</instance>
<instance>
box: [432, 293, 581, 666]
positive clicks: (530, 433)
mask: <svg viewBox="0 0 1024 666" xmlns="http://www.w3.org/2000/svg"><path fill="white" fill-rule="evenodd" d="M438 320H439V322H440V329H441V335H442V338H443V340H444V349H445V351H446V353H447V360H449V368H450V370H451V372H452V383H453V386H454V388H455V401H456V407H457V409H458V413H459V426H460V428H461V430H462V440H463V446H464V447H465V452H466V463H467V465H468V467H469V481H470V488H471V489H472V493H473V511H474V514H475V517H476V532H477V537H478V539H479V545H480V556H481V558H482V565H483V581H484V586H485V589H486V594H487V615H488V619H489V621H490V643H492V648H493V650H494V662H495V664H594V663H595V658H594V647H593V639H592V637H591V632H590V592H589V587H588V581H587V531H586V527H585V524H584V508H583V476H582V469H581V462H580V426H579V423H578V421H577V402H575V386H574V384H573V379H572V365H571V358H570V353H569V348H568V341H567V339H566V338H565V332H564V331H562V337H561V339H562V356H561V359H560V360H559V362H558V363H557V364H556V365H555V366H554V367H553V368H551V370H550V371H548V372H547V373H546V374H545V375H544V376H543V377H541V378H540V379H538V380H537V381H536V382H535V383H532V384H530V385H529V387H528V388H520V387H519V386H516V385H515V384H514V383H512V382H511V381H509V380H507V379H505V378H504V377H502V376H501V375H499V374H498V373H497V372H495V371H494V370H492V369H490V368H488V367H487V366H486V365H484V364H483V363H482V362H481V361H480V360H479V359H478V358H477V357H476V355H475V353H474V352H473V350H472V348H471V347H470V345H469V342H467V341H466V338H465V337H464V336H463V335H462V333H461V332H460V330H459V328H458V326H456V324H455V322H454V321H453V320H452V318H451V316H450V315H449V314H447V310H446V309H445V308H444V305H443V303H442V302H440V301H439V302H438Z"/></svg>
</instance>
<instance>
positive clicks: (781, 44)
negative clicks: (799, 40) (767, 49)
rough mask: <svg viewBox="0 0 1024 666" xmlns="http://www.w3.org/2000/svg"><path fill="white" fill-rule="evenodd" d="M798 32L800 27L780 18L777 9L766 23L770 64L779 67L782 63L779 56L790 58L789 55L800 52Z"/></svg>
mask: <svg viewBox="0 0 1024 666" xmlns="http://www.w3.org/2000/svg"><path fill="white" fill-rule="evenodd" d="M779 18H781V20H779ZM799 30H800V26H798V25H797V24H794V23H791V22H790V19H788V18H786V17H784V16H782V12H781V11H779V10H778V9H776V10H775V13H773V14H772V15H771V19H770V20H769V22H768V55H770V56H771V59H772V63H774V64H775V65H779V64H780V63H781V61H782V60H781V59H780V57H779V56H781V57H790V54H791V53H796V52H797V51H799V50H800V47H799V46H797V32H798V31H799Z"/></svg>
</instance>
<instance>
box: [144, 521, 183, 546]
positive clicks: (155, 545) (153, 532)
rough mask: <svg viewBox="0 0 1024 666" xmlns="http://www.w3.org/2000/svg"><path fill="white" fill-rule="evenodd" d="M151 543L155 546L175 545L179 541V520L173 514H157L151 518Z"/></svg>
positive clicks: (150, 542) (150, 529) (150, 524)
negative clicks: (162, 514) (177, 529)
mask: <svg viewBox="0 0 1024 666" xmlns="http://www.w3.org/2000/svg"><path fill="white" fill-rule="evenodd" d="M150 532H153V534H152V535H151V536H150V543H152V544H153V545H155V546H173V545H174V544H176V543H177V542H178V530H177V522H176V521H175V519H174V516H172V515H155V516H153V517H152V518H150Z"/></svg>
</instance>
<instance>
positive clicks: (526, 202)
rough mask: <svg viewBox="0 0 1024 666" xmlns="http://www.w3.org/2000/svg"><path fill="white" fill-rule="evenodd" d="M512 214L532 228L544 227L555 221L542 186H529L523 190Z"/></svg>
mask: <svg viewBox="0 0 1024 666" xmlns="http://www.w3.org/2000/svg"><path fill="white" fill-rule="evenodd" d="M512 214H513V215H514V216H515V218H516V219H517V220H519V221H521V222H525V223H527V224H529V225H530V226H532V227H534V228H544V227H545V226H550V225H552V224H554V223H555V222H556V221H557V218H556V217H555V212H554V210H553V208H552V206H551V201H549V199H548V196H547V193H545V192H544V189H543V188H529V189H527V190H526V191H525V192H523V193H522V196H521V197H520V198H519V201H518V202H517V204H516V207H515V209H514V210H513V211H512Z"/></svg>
⁂
■ Work instruction:
Copy every line of the data above word for word, without changing anything.

■ Your solution:
</instance>
<instance>
box: [432, 293, 581, 666]
positive clicks: (530, 433)
mask: <svg viewBox="0 0 1024 666" xmlns="http://www.w3.org/2000/svg"><path fill="white" fill-rule="evenodd" d="M438 320H439V322H440V329H441V335H442V338H443V340H444V349H445V351H446V353H447V360H449V368H450V370H451V372H452V383H453V386H454V388H455V401H456V407H457V409H458V413H459V426H460V428H461V430H462V440H463V446H464V447H465V452H466V463H467V465H468V467H469V481H470V488H471V489H472V493H473V511H474V514H475V517H476V532H477V537H478V539H479V545H480V556H481V558H482V565H483V581H484V586H485V589H486V594H487V615H488V619H489V621H490V643H492V648H493V650H494V662H495V664H594V663H595V658H594V647H593V639H592V637H591V632H590V592H589V587H588V581H587V531H586V527H585V524H584V508H583V476H582V469H581V462H580V426H579V423H578V421H577V402H575V386H574V384H573V379H572V365H571V358H570V353H569V348H568V341H567V339H566V338H565V332H564V331H562V337H561V339H562V356H561V359H560V360H559V362H558V363H557V364H556V365H555V366H554V367H553V368H551V370H550V371H548V372H547V373H546V374H545V375H544V376H543V377H541V378H540V379H538V380H537V381H536V382H535V383H532V384H530V385H529V387H528V388H520V387H519V386H516V385H515V384H514V383H512V382H511V381H509V380H507V379H505V378H504V377H502V376H501V375H499V374H498V373H497V372H495V371H494V370H492V369H490V368H488V367H487V366H486V365H484V364H483V363H482V362H481V361H480V360H479V359H478V358H477V357H476V355H475V353H474V352H473V350H472V348H471V347H470V345H469V342H467V341H466V338H465V337H464V336H463V335H462V333H461V332H460V330H459V328H458V326H456V324H455V322H454V321H453V320H452V318H451V316H450V315H449V314H447V310H446V309H445V308H444V305H443V303H442V302H440V301H439V302H438Z"/></svg>
</instance>
<instance>
positive clicks: (781, 44)
negative clicks: (799, 40) (767, 49)
rough mask: <svg viewBox="0 0 1024 666" xmlns="http://www.w3.org/2000/svg"><path fill="white" fill-rule="evenodd" d="M798 32L800 27L780 18L777 9L766 23L770 64L779 67L782 63L779 56L790 58L789 55L800 52Z"/></svg>
mask: <svg viewBox="0 0 1024 666" xmlns="http://www.w3.org/2000/svg"><path fill="white" fill-rule="evenodd" d="M779 18H781V20H779ZM799 30H800V26H798V25H797V24H794V23H791V22H790V19H788V18H786V17H784V16H782V12H781V11H779V10H778V9H776V10H775V13H773V14H772V15H771V19H770V20H769V22H768V55H770V56H771V59H772V63H774V64H775V65H779V64H780V63H781V61H782V60H781V59H780V57H779V56H781V57H790V54H791V53H796V52H797V51H799V50H800V47H799V46H797V32H798V31H799Z"/></svg>
</instance>
<instance>
box: [144, 521, 183, 546]
positive clicks: (155, 545) (153, 532)
rough mask: <svg viewBox="0 0 1024 666" xmlns="http://www.w3.org/2000/svg"><path fill="white" fill-rule="evenodd" d="M151 543L155 546L175 545L179 541V520L173 514H157L151 518Z"/></svg>
positive clicks: (150, 542) (150, 529) (150, 524)
negative clicks: (162, 514) (177, 529)
mask: <svg viewBox="0 0 1024 666" xmlns="http://www.w3.org/2000/svg"><path fill="white" fill-rule="evenodd" d="M150 532H153V534H152V535H151V536H150V543H152V544H153V545H155V546H173V545H174V544H176V543H177V542H178V530H177V522H176V521H175V519H174V516H172V515H155V516H153V517H152V518H150Z"/></svg>
</instance>
<instance>
positive clicks: (526, 202)
rough mask: <svg viewBox="0 0 1024 666" xmlns="http://www.w3.org/2000/svg"><path fill="white" fill-rule="evenodd" d="M512 214L532 228L544 227L555 221L542 186H529L523 190Z"/></svg>
mask: <svg viewBox="0 0 1024 666" xmlns="http://www.w3.org/2000/svg"><path fill="white" fill-rule="evenodd" d="M512 214H513V215H514V216H515V218H516V219H517V220H519V221H521V222H525V223H527V224H529V225H530V226H532V227H534V228H544V227H545V226H550V225H552V224H554V223H555V222H556V221H557V218H556V217H555V212H554V210H553V208H552V206H551V201H549V199H548V196H547V193H545V192H544V189H543V188H529V189H527V190H526V191H525V192H523V193H522V196H521V197H520V198H519V201H518V202H517V204H516V207H515V209H514V210H513V211H512Z"/></svg>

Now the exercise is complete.